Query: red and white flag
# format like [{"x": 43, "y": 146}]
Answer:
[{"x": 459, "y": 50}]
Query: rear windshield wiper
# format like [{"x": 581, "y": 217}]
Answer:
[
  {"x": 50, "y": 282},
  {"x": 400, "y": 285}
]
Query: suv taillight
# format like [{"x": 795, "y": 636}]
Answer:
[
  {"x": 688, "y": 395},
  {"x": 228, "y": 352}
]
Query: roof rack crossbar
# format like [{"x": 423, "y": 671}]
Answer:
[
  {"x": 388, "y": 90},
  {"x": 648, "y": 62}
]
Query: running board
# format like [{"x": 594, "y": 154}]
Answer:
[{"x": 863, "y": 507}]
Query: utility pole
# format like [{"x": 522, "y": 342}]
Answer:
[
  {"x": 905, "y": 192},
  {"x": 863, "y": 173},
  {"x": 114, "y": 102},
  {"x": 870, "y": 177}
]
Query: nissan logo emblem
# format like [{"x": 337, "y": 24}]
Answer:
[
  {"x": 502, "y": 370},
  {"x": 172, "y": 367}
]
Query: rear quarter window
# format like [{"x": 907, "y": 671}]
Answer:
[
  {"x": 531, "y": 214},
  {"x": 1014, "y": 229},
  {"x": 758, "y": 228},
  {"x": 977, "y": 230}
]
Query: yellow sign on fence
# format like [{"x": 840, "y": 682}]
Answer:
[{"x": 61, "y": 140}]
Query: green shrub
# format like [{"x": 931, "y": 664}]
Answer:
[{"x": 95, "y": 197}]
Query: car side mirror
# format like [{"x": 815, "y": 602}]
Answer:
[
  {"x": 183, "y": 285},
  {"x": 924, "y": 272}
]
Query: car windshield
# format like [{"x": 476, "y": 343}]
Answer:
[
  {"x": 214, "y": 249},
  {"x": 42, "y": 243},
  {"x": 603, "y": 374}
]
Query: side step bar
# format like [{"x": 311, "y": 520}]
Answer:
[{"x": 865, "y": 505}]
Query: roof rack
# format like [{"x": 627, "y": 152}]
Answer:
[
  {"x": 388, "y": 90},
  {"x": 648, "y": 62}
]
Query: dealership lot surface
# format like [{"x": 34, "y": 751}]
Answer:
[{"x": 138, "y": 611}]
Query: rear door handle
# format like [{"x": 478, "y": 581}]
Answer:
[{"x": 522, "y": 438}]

────────────────────────────────────────

=== Instructions for the task ===
Return all of the data above, reproducing every line word for word with nothing changed.

=== Solution ===
Query: red and white flag
# format like [{"x": 43, "y": 146}]
Answer:
[{"x": 459, "y": 50}]
Query: rear windshield wiper
# format like [{"x": 581, "y": 217}]
Answer:
[
  {"x": 50, "y": 282},
  {"x": 400, "y": 285}
]
Query: suv taillight
# format like [{"x": 795, "y": 636}]
Answer:
[
  {"x": 688, "y": 395},
  {"x": 228, "y": 352}
]
Query: roof rack crossbar
# format like [{"x": 423, "y": 671}]
Answer:
[
  {"x": 388, "y": 90},
  {"x": 648, "y": 62}
]
Query: running board
# format like [{"x": 594, "y": 154}]
Answer:
[{"x": 863, "y": 507}]
Query: utility pole
# format like [{"x": 522, "y": 342}]
Answer:
[
  {"x": 905, "y": 192},
  {"x": 863, "y": 173},
  {"x": 114, "y": 102},
  {"x": 870, "y": 177}
]
Query: nissan logo emblem
# format like [{"x": 337, "y": 24}]
Answer:
[
  {"x": 502, "y": 370},
  {"x": 172, "y": 367}
]
Query: rear quarter window
# format like [{"x": 907, "y": 671}]
Answer:
[
  {"x": 531, "y": 214},
  {"x": 1014, "y": 229},
  {"x": 758, "y": 228},
  {"x": 977, "y": 230}
]
Query: yellow sign on fence
# format like [{"x": 840, "y": 682}]
Answer:
[{"x": 61, "y": 140}]
Query: green shrub
# format like [{"x": 931, "y": 664}]
Answer:
[{"x": 95, "y": 197}]
Query: car side mirror
# format like [{"x": 815, "y": 602}]
Answer:
[
  {"x": 183, "y": 285},
  {"x": 924, "y": 272}
]
Query: car windshield
# format like [{"x": 476, "y": 343}]
Answer:
[
  {"x": 214, "y": 249},
  {"x": 42, "y": 243},
  {"x": 603, "y": 374}
]
Query: side step bar
# format like [{"x": 311, "y": 520}]
Answer:
[{"x": 865, "y": 505}]
Query: roof rack
# format like [{"x": 627, "y": 152}]
Answer:
[
  {"x": 388, "y": 90},
  {"x": 648, "y": 62}
]
Query: dealership lot surface
# format like [{"x": 34, "y": 751}]
Answer:
[{"x": 138, "y": 611}]
Query: rear door handle
# format like [{"x": 478, "y": 581}]
Answer:
[{"x": 522, "y": 438}]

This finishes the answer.